Task to complete:
All lines from the one containing "the red carpet" through the end of the data below must be reproduced exactly, and no others.

Items from a data source
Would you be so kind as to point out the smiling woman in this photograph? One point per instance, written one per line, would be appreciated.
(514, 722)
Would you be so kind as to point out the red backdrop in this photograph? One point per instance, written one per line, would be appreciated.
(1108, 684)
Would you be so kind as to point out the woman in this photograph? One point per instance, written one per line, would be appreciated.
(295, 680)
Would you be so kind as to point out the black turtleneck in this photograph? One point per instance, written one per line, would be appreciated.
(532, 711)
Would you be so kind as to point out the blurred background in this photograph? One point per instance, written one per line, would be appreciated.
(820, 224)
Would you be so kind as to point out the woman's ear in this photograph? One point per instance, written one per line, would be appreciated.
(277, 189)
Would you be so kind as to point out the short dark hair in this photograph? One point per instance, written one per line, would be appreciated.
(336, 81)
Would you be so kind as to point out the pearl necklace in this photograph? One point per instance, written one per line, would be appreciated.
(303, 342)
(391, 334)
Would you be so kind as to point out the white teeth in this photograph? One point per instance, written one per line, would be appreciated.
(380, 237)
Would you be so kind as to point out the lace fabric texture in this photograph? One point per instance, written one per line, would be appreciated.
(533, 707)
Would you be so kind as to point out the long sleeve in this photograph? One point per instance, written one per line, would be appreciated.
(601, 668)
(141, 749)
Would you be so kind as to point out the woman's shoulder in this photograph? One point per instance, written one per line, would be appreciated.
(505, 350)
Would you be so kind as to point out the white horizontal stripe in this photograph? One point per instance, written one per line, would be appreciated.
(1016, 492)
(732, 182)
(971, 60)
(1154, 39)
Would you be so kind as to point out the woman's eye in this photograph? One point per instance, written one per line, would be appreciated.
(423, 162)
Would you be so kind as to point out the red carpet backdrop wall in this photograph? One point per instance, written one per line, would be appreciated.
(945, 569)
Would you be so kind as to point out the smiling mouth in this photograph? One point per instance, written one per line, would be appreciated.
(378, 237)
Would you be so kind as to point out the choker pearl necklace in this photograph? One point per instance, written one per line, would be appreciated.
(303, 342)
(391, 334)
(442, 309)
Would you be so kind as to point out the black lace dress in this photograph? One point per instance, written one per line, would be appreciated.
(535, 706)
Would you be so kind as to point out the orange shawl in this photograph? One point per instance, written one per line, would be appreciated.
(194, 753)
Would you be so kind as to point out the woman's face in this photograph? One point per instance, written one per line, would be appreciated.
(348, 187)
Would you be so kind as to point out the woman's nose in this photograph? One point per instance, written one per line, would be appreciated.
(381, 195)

Task solution:
Would you be so kind as to point out the red carpet backdrop wall in this photograph? One point per instance, written one per line, would be appreciated.
(945, 569)
Would you be so kind as to point out the smiling mouth in this photograph? One point per instance, written one per line, would be appreciated.
(378, 237)
Would you be so kind as to point out the choker pearl necklace in this photograph? One point per instance, written one per line, would be appreciated.
(303, 342)
(391, 334)
(442, 309)
Would you be so kind as to point out the black lace dress in this photograph? One point per instance, written one per line, would be appreciated.
(535, 706)
Would you be so kind as to point out the orange shawl in this photograph? One point per instance, written one per line, would be appreciated.
(194, 753)
Would you be so kind as to point out the woman's face in this photograph? One point per instance, written one per line, would be appreciated.
(348, 187)
Would you be so kind as to point out the woman's nose in this photograph? One point per instance, written one per line, would be appreciated.
(381, 195)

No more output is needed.